Extrait du texte
= = = = = = =

Intervention de Serge Letchimy

Réunion du jeudi 17 octobre 2019 à 9h30
Commission d'enquête sur l'impact économique, sanitaire et environnemental de l'utilisation du chlordécone et du paraquat comme insecticides agricoles dans les territoires de guadeloupe et de martinique, sur les responsabilités publiques et privées dans la prolongation de leur autorisation et évaluant la nécessité et les modalités d'une indemnisation des préjudices des victimes et de ces territoires

Photo issue du site de l'Assemblée nationale ou de WikipediaSerge Letchimy, président :

Monsieur le ministre, je pense que nous touchons à un enjeu fondamental, et de mon point de vue, Justine Benin pose sur la table un enjeu extrêmement important et juste : la question de la réparation.

= = = = = = =

Entrées du corpus
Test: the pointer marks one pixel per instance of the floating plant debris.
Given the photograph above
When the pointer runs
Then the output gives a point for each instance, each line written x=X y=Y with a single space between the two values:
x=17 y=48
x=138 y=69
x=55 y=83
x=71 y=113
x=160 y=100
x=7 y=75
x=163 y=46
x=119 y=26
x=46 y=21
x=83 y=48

= = = = = = =

Tâche à réaliser
Recopiez le passage de l'extrait qui commence aux mots « Intervention de Serge » et s'arrête après « de la réparation. », en substituant « indemnisation » à « réparation ».

Réponse à la tâche
Intervention de Serge Letchimy

Réunion du jeudi 17 octobre 2019 à 9h30
Commission d'enquête sur l'impact économique, sanitaire et environnemental de l'utilisation du chlordécone et du paraquat comme insecticides agricoles dans les territoires de guadeloupe et de martinique, sur les responsabilités publiques et privées dans la prolongation de leur autorisation et évaluant la nécessité et les modalités d'une indemnisation des préjudices des victimes et de ces territoires

Photo issue du site de l'Assemblée nationale ou de WikipediaSerge Letchimy, président :

Monsieur le ministre, je pense que nous touchons à un enjeu fondamental, et de mon point de vue, Justine Benin pose sur la table un enjeu extrêmement important et juste : la question de la indemnisation.